(Photo-based referring expression data)
++++++++

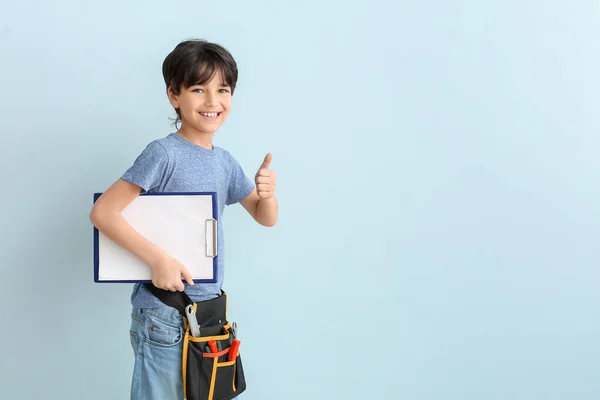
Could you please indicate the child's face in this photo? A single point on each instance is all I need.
(205, 107)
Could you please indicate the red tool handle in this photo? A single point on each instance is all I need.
(233, 350)
(212, 345)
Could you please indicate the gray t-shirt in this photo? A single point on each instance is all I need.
(173, 164)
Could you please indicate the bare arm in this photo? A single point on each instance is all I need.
(106, 216)
(264, 211)
(261, 204)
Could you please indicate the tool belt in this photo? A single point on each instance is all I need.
(211, 363)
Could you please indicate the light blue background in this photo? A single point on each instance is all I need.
(438, 181)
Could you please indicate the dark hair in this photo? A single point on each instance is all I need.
(195, 62)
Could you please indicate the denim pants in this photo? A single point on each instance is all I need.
(157, 342)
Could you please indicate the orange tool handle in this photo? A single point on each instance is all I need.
(233, 350)
(213, 346)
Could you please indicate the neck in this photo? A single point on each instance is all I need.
(202, 139)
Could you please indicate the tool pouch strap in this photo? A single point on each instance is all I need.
(207, 375)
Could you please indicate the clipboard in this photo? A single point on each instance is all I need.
(185, 225)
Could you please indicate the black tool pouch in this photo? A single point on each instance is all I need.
(207, 374)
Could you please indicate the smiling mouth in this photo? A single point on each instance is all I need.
(211, 115)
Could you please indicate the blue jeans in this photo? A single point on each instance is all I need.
(157, 342)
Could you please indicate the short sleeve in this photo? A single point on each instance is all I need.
(148, 169)
(240, 186)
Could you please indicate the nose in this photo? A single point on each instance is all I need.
(210, 99)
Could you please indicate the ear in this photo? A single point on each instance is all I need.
(173, 98)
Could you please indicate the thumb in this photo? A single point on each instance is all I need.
(187, 276)
(267, 161)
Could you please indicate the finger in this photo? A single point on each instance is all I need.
(267, 173)
(267, 161)
(187, 276)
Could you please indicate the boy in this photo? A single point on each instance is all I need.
(200, 79)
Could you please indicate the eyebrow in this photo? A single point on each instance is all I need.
(204, 84)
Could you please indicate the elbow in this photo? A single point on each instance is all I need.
(269, 224)
(95, 217)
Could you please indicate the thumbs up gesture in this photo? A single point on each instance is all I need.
(265, 179)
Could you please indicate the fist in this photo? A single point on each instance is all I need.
(265, 179)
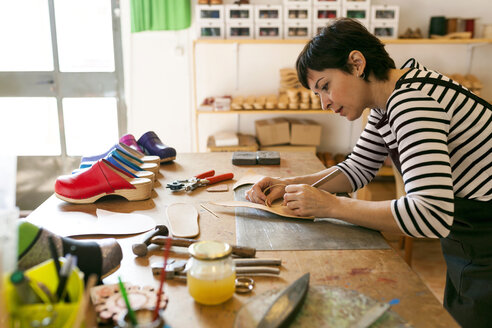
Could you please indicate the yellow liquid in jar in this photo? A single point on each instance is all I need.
(211, 291)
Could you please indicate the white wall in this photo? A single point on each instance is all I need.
(158, 79)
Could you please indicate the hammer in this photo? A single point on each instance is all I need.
(141, 248)
(240, 251)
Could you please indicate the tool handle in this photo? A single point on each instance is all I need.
(246, 270)
(218, 178)
(257, 262)
(205, 174)
(243, 251)
(182, 242)
(240, 251)
(326, 178)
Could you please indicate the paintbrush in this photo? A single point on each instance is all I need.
(163, 278)
(326, 178)
(131, 314)
(91, 282)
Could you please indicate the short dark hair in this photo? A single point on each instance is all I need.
(332, 46)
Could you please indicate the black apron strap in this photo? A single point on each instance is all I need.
(468, 254)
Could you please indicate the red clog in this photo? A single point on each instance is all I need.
(102, 179)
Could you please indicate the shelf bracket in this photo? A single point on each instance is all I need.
(470, 49)
(236, 58)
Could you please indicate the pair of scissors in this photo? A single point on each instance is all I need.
(203, 179)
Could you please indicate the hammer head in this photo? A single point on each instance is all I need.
(140, 249)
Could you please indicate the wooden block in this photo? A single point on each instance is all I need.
(244, 158)
(268, 157)
(218, 188)
(183, 220)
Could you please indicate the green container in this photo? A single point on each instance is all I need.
(62, 315)
(160, 15)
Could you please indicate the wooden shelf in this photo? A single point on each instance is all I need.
(385, 171)
(304, 41)
(268, 111)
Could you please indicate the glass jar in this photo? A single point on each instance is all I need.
(211, 274)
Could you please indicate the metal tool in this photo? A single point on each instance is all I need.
(244, 285)
(178, 269)
(371, 316)
(240, 251)
(140, 249)
(285, 305)
(203, 179)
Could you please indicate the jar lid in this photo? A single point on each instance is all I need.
(209, 250)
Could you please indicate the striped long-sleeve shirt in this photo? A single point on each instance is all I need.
(442, 133)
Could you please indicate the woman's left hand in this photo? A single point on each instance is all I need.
(305, 200)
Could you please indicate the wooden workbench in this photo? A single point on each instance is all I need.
(380, 274)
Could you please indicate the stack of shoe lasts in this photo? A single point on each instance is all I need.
(126, 159)
(101, 179)
(150, 144)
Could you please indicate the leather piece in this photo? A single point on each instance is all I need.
(129, 140)
(91, 182)
(154, 146)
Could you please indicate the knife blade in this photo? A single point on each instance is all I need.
(370, 317)
(286, 304)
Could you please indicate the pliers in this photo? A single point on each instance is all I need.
(198, 181)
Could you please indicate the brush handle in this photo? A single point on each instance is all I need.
(240, 251)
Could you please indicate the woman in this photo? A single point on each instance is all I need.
(438, 135)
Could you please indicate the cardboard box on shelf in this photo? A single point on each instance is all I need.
(274, 131)
(290, 148)
(246, 143)
(304, 132)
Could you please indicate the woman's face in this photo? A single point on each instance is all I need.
(340, 91)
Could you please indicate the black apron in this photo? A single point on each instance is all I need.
(468, 254)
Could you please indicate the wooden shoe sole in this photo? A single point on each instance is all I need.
(164, 160)
(142, 191)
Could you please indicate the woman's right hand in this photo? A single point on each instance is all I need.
(256, 194)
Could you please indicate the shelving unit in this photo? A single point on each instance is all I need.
(388, 41)
(470, 43)
(267, 111)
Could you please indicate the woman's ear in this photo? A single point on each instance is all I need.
(358, 62)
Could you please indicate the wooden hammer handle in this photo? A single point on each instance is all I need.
(240, 251)
(252, 270)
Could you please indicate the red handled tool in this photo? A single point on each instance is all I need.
(199, 180)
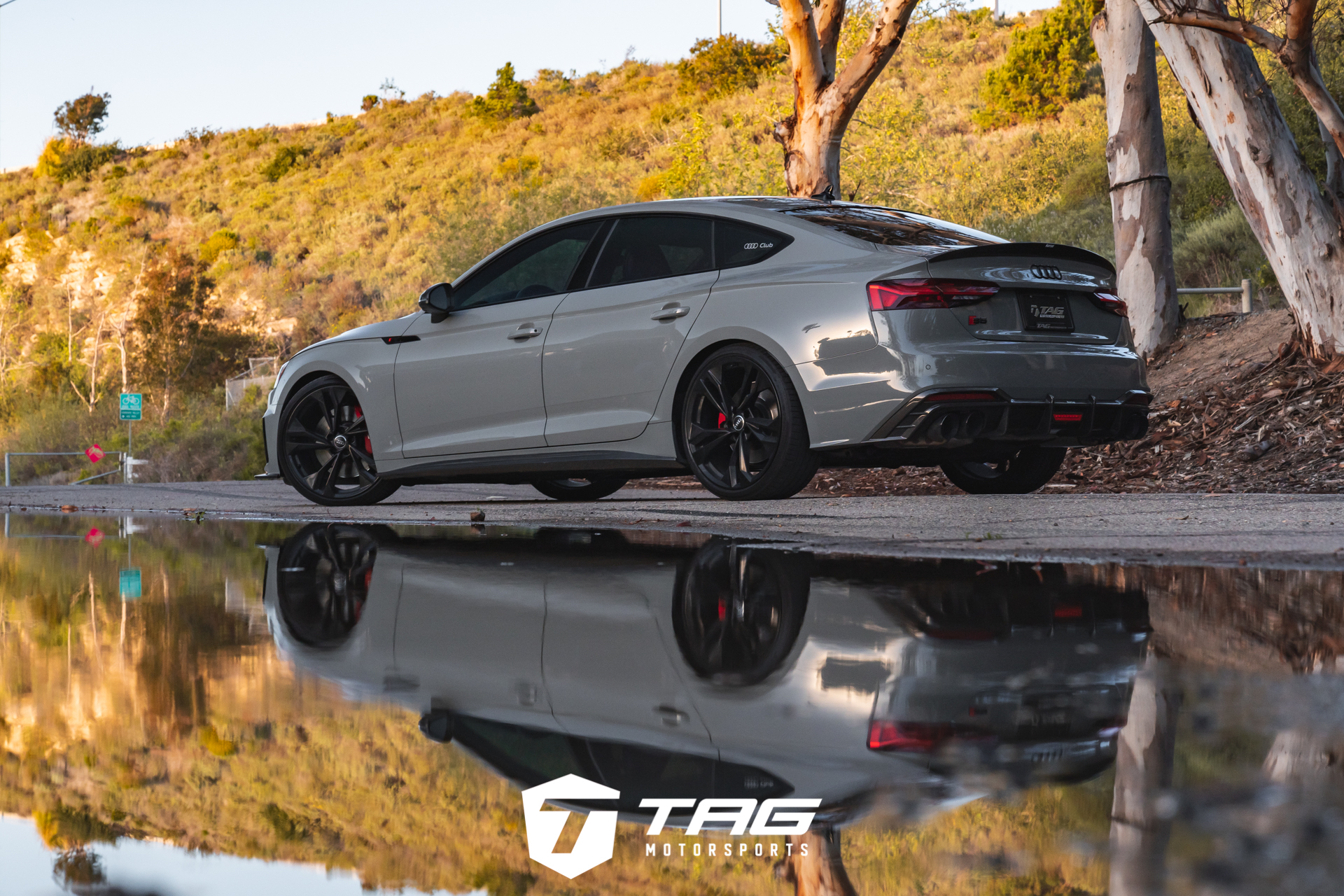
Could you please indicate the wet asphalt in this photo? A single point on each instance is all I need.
(1281, 531)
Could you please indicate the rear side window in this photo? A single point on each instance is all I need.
(540, 266)
(737, 244)
(652, 248)
(891, 227)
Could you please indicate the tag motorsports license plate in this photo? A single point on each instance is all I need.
(1046, 312)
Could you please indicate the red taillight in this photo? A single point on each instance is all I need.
(892, 295)
(1112, 302)
(910, 736)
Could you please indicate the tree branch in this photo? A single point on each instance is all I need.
(866, 65)
(800, 30)
(830, 16)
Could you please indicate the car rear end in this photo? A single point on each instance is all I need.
(996, 343)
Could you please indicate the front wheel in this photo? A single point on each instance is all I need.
(742, 430)
(1022, 473)
(324, 447)
(587, 489)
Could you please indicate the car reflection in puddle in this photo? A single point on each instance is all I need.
(720, 669)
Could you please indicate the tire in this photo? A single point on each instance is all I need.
(324, 448)
(741, 428)
(737, 612)
(1025, 472)
(323, 582)
(587, 489)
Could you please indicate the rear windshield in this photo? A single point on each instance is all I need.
(890, 227)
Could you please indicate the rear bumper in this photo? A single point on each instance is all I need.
(932, 421)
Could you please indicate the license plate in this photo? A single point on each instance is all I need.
(1046, 312)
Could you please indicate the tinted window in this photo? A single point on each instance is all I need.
(654, 248)
(890, 227)
(737, 244)
(540, 266)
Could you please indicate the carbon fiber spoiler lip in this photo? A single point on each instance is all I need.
(1023, 250)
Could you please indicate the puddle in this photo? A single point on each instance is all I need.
(273, 708)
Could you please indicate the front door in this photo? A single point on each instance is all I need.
(473, 381)
(610, 347)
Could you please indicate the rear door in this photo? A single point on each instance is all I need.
(472, 382)
(610, 347)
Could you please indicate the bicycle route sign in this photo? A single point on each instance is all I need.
(131, 406)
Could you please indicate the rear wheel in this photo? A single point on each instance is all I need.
(587, 489)
(741, 428)
(1025, 472)
(324, 447)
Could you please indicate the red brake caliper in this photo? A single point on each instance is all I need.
(369, 445)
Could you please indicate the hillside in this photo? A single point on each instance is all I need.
(257, 242)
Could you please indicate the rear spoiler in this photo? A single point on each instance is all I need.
(1037, 250)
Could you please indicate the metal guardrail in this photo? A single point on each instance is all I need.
(1245, 289)
(121, 468)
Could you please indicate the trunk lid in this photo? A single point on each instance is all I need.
(1044, 293)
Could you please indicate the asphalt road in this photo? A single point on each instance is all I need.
(1284, 531)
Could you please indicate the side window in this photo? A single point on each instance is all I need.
(540, 266)
(652, 248)
(737, 244)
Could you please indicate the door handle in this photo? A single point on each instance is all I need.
(671, 716)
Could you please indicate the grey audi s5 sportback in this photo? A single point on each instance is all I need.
(745, 340)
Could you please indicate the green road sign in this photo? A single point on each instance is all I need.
(131, 406)
(130, 584)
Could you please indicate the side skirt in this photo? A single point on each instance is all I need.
(538, 468)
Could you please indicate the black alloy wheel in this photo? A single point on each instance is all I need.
(587, 489)
(1022, 473)
(324, 448)
(323, 582)
(737, 612)
(741, 428)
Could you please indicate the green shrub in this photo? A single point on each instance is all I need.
(505, 99)
(1046, 67)
(66, 159)
(220, 241)
(286, 160)
(724, 66)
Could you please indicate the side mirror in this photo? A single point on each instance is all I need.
(437, 301)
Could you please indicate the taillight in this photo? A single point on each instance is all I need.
(892, 295)
(1112, 302)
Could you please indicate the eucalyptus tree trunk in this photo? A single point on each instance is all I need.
(1294, 223)
(1136, 159)
(1144, 761)
(824, 101)
(822, 871)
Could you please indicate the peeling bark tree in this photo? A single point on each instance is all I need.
(1294, 223)
(1144, 761)
(1140, 190)
(823, 101)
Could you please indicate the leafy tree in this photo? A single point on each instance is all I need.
(505, 99)
(286, 160)
(724, 66)
(81, 118)
(172, 320)
(1046, 67)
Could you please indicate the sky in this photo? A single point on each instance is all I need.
(178, 65)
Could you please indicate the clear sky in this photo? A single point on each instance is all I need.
(178, 65)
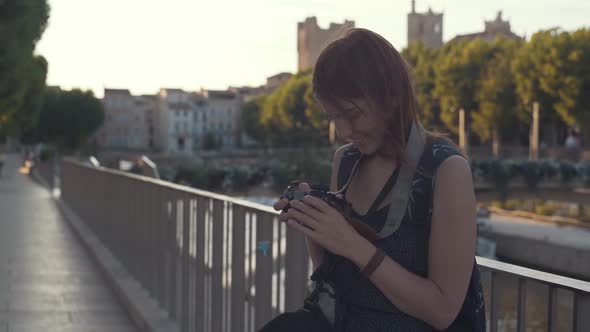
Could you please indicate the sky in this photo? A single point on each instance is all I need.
(145, 45)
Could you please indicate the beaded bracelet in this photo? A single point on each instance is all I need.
(374, 262)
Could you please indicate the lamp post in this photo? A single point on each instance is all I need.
(534, 137)
(463, 140)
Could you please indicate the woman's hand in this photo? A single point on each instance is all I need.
(324, 225)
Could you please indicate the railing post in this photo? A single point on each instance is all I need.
(172, 265)
(296, 264)
(552, 310)
(521, 314)
(200, 265)
(217, 272)
(185, 262)
(238, 293)
(493, 303)
(264, 269)
(581, 312)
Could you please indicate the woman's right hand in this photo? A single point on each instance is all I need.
(281, 203)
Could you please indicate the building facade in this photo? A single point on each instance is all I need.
(426, 28)
(129, 121)
(492, 30)
(311, 40)
(174, 129)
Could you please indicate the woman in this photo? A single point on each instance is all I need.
(426, 279)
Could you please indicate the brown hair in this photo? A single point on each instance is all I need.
(365, 65)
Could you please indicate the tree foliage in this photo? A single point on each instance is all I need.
(69, 118)
(22, 23)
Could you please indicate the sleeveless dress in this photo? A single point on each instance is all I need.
(362, 305)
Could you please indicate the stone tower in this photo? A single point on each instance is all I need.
(425, 27)
(311, 39)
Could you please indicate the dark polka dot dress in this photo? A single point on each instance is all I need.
(364, 307)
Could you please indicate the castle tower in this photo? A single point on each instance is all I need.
(311, 40)
(425, 27)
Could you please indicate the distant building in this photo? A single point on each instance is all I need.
(129, 122)
(426, 28)
(219, 117)
(274, 82)
(311, 40)
(174, 129)
(493, 29)
(248, 93)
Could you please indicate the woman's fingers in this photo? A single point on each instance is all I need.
(303, 218)
(307, 209)
(280, 204)
(306, 231)
(304, 186)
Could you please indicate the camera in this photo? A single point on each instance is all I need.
(322, 192)
(334, 200)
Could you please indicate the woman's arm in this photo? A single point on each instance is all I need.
(315, 250)
(438, 298)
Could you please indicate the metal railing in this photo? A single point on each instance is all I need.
(215, 263)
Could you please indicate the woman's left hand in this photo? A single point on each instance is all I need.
(325, 225)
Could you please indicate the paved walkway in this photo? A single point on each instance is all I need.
(566, 236)
(47, 281)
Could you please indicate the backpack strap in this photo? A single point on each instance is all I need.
(403, 185)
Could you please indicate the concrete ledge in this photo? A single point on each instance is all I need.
(143, 310)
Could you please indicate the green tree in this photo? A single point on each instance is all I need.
(497, 95)
(25, 120)
(568, 75)
(250, 120)
(532, 62)
(22, 23)
(69, 118)
(291, 116)
(422, 65)
(458, 72)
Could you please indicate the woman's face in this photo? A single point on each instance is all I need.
(357, 123)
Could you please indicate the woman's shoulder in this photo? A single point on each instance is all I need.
(437, 150)
(442, 148)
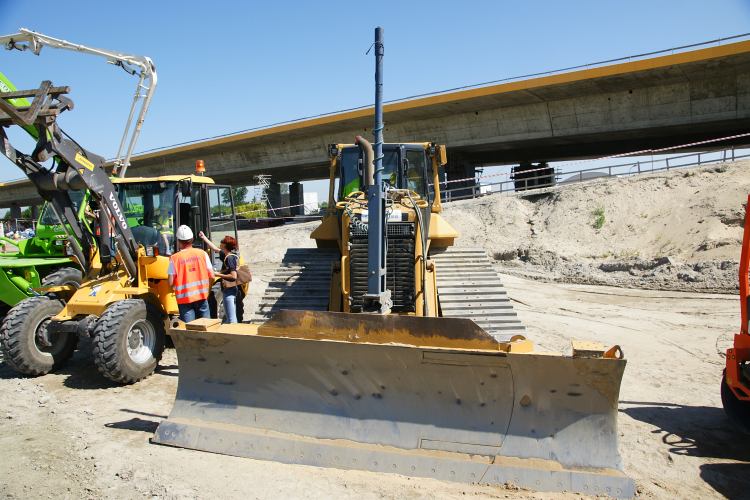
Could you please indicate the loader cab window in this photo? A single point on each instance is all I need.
(49, 218)
(221, 221)
(149, 209)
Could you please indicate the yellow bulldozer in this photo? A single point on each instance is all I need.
(388, 349)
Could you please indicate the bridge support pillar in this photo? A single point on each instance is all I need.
(461, 172)
(296, 197)
(274, 199)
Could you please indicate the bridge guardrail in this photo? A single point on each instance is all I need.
(509, 186)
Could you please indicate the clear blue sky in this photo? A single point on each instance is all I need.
(229, 66)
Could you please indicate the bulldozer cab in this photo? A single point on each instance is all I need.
(405, 166)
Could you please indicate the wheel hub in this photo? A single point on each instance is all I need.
(141, 341)
(44, 339)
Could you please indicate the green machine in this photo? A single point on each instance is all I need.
(43, 260)
(40, 260)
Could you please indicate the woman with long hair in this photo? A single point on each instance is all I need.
(230, 259)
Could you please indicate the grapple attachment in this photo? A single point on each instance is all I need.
(430, 397)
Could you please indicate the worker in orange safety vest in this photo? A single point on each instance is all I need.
(190, 276)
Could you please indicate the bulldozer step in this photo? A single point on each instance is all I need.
(468, 287)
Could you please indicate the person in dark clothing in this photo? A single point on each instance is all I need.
(230, 262)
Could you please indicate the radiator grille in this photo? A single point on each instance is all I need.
(399, 265)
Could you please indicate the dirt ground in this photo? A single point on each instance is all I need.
(73, 435)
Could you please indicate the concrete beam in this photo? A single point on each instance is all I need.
(652, 103)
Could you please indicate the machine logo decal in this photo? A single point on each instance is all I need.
(118, 212)
(84, 161)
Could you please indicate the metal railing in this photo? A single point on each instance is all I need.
(517, 186)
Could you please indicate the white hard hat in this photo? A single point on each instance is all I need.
(184, 233)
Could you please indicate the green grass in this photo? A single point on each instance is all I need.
(599, 218)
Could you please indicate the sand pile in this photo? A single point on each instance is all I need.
(677, 230)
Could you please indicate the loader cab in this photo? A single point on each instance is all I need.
(405, 166)
(156, 207)
(50, 234)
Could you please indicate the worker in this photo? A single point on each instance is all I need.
(190, 276)
(228, 274)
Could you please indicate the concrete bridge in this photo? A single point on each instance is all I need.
(648, 103)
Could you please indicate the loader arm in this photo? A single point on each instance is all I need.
(140, 66)
(73, 168)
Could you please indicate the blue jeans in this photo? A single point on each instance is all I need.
(197, 309)
(230, 304)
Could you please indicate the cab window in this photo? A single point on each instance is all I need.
(349, 172)
(149, 210)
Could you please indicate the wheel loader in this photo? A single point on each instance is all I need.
(40, 260)
(389, 349)
(124, 300)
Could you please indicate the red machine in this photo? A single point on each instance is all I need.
(735, 386)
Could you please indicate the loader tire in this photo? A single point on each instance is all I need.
(21, 337)
(737, 410)
(128, 341)
(64, 276)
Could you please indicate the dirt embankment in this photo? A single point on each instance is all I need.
(677, 230)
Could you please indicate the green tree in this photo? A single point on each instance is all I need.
(238, 194)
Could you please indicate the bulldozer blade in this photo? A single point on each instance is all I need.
(397, 404)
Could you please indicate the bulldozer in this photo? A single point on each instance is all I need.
(387, 348)
(124, 301)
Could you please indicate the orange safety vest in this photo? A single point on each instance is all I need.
(192, 280)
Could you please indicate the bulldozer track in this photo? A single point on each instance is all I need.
(301, 282)
(468, 287)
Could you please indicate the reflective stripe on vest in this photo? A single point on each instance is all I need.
(192, 280)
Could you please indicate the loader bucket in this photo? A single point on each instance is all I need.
(431, 397)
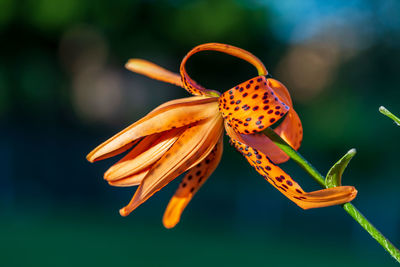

++++++++

» **WHAT YOU SHOULD DO**:
Restate word for word the lines from the one holding "Could you please indicate the cab" down through the last line of the records above, and do not include the pictures.

» **WORKED SOLUTION**:
Could you please indicate the cab window in this photo? A single point on each instance is all I need.
(349, 172)
(149, 210)
Could you please indicate the wheel loader in this photo? A single point on each instance is all I need.
(40, 260)
(389, 349)
(124, 300)
Could you please indicate the red machine in this photo? A single point on each instance is all I need.
(735, 386)
Could you please indicate the loader tire in this photo? A single point on each instance is all I need.
(21, 337)
(737, 410)
(128, 341)
(64, 276)
Could you please indicate the dirt embankment in this photo? A single point on each instance is all I need.
(677, 230)
Could you please indicate the green tree in this photo? A single point on each instance is all I need.
(238, 194)
Could you please indicate the bulldozer blade in this photo? A single point on each instance is all I need.
(397, 404)
Could you please indicate the bulldozer in this photo? A single point on each instance is all I need.
(387, 348)
(124, 301)
Could you please indicate the orange safety vest in this photo? A single point on each instance is all I need.
(192, 280)
Could you please indicate the bulldozer track in this photo? A single point on each instance is all I need.
(301, 282)
(468, 287)
Could you please indicate the reflective stripe on vest in this photo? A single point on each instance is all I need.
(192, 280)
Could you please indicate the loader bucket in this photo? A single point on each instance is all I need.
(431, 397)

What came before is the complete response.